What to do: Wherever a line of the data contains "shown", copy that line.
(Data Opens)
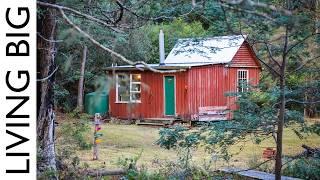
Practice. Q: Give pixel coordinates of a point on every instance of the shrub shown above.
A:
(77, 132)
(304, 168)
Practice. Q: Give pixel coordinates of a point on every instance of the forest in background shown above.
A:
(Data Closes)
(Data Opens)
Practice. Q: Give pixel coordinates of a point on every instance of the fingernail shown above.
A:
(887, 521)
(Data Closes)
Answer section:
Practice. Q: Give pixel coordinates of a point on every instance of the shrub shown above.
Practice. Q: Give pixel coordinates of a point on every instance of the forest in background shown above.
Practice. Q: Give pixel coordinates of a point on every instance of the fingernail shown above.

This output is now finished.